::: Página
Quando os atos de turbação forem numerosos, ou múltiplos no tempo, será investigado se há, entre eles, um liame ou desdobramento lógico. Se houver, conta-se o prazo de ano e dia a partir do último ato praticado; caso contrário, se cada ato constituir-se numa turbação autônoma, contar-se-á o prazo da prática de cada um deles (Mário, 2004, p. 68). A ação de reintegração de posse é a medida judicial adequada na hipótese de o titular vir a perder, efetivamente, o exercício da posse que antes detinha. Buscará, com esta medida, a recuperação da posse de que fora privado, por ato caracterizado como esbulho. Reintegração significa ter de volta aquilo do qual foi privado por ato esbulhador ou de espoliação, postulando o titular, assim, a recuperação do exercício da posse através de tutela liminar, da mesma maneira como se dá na ação de manutenção. Poderá o possuidor ficar impedido do exercício da posse por ato de terceiros ou do possuidor indireto, por meio de alguns dos vícios já analisados, como a violência, a clandestinidade ou a precariedade. O elemento diferencial da ação de reintegração em relação à de manutenção é que nesta não ocorre a perda efetiva do exercício da posse, o que sucede na outra, por um dos vícios apontados.

 

O interdito proibitório diz respeito a uma defesa preventiva da posse, ou seja, tem utilização nas situações em que o possuidor sentir-se-á ameaçado de turbação ou esbulho, sem que estes atos tenham efetivamente se consumado. O ordenamento assegura o possuidor da ocorrência de violação iminente que venha a sofrer ao seu livre exercício de posse. Tal prerrogativa legal se encontra à disposição tanto do possuidor direto quanto do indireto, desde que demonstre fundado receio de turbação ou esbulho em sua posse, requerendo ao juiz a expedição de competente mandado proibitório.
::::::
::: Amostra de dados
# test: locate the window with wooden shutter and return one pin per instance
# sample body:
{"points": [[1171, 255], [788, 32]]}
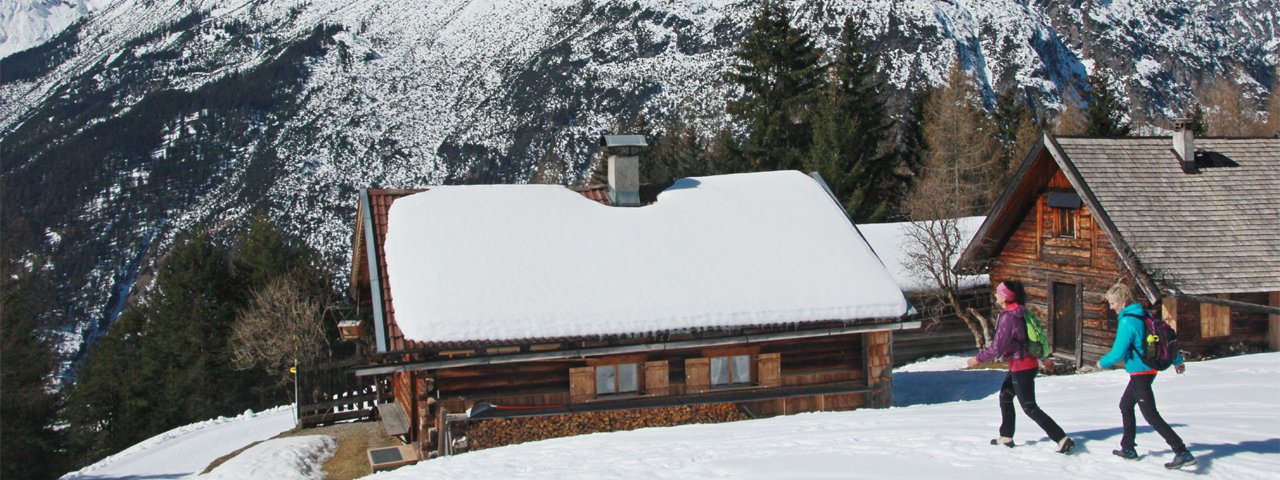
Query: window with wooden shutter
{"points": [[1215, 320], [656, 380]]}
::::::
O que fazer
1. Com base no texto sobre ações possessórias, responda:
(a) Se houver liame entre numerosos atos de turbação, a partir de qual ato se conta o prazo de ano e dia?
(b) Que ação é adequada quando o titular perde efetivamente o exercício da posse?
(c) O que o possuidor precisa demonstrar para requerer ao juiz o mandado proibitório?
2. Escreva a continuação do texto sobre ações possessórias a partir da última frase apresentada.
Os itens não têm nenhum papel nesta atividade.

Respostas
1.
(a) A partir do último ato praticado.
(b) A ação de reintegração de posse.
(c) Fundado receio de turbação ou esbulho em sua posse.

2.
 

O mandado proibitório consiste, pois, em ordem judicial determinando que o ré se abstenha da prática dos atos ameaçadores, cominando pena de multa diária, em caso de descumprimento do preceito, destinada ao autor ou a terceiros, nos exatos termos do art. 932 do CPC/1973, Da Seção III – do Interdito Proibitório, correspondendo hoje ao art. 567 do CPC/2015.

 

Não é qualquer ameaça que possibilita a utilização do interdito, mas sim aquela capaz de gerar a firme convicção de que serão consumados os atos de turbação ou esbulho. De fato, o que importa é a seriedade da ameaça, não sendo necessária, entretanto, a efetiva prova do animus turbandi do réu. Se o possuidor está ameaçado de ser molestado em sua posse, não importa averiguar-se a real intenção do agente, bastando, pois, que seja fundado e plausível o receio de concretizar-se a turbação ou o esbulho (Gomes, 1980, p. 88) Efetivamente, nem sempre é possível obter-se uma prova idônea e eficiente da ameaça praticada pelo réu. Se, no curso do processo, vier a consumar-se a turbação ou o esbulho, até então sob forma de ameaça, o interdito proibitório transmuda-se em ação de manutenção ou reintegração, com a concessão da medida liminar específica, bastando a simples comunicação do autor ao juiz, sem necessidade de novo processo. Já o contrário não se admite.

 

Nas medidas possessórias denominadas de força velha admite-se a antecipação de tutela, uma vez presentes os requisitos constantes do art. 273 do CPC/1973, (correspondendo hoje ao art. 300 do CPC/2015 - [V. arts. 294, 295, 300, 301, 303, 304, 1.059, relacionados]), ou seja, havendo prova inequívoca quanto aos fatos e verossimilhança do alegado pelo suscitante (Enunciado 238). Os conceitos de prova inequívoca e verossimilhança devem ser valorados conjuntamente. Na antecipação de tutela, não se exige a certeza, bastando a probabilidade (RJ 229/75).

 

Enunciado 78 do Conselho da Justiça Federal: “Tendo em vista a não-recepção pelo novo Código Civil da exceptio proprietatis (CC 1.210, § 2º) em caso de ausência de prova suficiente para embasar decisão liminar ou sentença final ancorada exclusivamente no ius possessionis, deverá o pedido ser indeferido e julgado improcedente, não obstante eventual alegação e demonstração de direito real sobre o bem litigioso”.

 

Enunciado 79 do Conselho de Justiça Federal: “A exceptio proprietatis, como defesa oponível às ações possessórias típicas, foi abolida pelo Código Civil de 2002, que estabeleceu a absoluta separação entre os juízos possessório e petitório”.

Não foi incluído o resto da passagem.